Convert the items, starting at the line containing "[locate] white window" and ending at the final line of the items below, into a Markdown table with the columns Row and Line. Give each non-blank line its own row and number the rows in order.

▶ Given information
──────
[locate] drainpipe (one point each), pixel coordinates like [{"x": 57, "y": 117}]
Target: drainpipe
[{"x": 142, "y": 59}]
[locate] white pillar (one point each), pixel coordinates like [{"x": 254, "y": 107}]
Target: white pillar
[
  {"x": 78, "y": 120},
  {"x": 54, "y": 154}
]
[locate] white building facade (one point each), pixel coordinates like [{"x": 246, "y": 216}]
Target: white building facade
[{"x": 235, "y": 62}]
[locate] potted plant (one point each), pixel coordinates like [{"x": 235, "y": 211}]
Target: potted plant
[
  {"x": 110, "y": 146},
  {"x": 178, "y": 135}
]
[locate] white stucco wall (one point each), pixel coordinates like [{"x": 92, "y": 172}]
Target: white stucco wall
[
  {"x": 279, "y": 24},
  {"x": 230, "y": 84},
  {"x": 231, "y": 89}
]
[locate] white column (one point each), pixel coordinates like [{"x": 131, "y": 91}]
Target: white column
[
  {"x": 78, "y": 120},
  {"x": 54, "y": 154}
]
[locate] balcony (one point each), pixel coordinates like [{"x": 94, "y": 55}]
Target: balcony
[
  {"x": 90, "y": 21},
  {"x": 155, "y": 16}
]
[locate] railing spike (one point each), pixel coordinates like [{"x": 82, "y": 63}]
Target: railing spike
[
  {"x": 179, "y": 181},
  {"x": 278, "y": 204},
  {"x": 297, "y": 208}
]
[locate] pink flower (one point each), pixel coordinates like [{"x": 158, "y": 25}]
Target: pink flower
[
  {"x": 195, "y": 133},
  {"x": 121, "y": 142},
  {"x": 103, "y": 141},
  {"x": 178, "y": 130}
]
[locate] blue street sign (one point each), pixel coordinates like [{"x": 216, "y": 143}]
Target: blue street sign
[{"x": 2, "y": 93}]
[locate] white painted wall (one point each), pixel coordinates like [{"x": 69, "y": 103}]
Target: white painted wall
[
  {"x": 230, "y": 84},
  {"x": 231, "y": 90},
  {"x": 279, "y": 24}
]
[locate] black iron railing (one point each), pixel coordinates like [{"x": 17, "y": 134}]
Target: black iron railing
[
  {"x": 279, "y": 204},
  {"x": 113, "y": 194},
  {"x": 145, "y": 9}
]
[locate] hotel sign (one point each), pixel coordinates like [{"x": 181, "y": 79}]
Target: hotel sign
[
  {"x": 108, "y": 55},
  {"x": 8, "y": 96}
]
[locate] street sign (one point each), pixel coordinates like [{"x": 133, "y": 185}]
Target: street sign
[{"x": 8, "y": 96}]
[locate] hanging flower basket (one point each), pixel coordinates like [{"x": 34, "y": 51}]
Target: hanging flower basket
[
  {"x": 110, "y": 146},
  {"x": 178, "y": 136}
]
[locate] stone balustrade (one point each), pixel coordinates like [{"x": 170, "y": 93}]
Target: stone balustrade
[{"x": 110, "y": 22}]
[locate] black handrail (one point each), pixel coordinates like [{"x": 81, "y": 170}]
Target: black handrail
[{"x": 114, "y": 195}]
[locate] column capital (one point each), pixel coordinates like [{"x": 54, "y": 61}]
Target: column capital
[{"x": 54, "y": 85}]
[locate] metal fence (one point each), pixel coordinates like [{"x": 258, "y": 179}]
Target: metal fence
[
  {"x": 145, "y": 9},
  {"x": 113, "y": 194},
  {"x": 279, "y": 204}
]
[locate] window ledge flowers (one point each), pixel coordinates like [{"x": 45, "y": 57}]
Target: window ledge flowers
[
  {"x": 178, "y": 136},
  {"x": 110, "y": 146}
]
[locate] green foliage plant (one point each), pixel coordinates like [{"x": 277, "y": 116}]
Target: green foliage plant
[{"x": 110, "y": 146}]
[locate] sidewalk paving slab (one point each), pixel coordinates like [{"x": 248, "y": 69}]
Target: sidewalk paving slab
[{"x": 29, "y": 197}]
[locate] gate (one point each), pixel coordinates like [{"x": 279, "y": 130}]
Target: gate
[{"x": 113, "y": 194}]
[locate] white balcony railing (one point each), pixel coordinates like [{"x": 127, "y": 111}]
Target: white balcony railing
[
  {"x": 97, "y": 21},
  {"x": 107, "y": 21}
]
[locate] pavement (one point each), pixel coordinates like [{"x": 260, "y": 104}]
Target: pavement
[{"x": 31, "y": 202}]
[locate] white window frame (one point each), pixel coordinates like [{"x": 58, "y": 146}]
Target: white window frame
──────
▶ In response
| Row | Line |
|---|---|
| 1 | [locate] white window frame (one point each), pixel coordinates like [{"x": 58, "y": 146}] |
| 2 | Target: white window frame |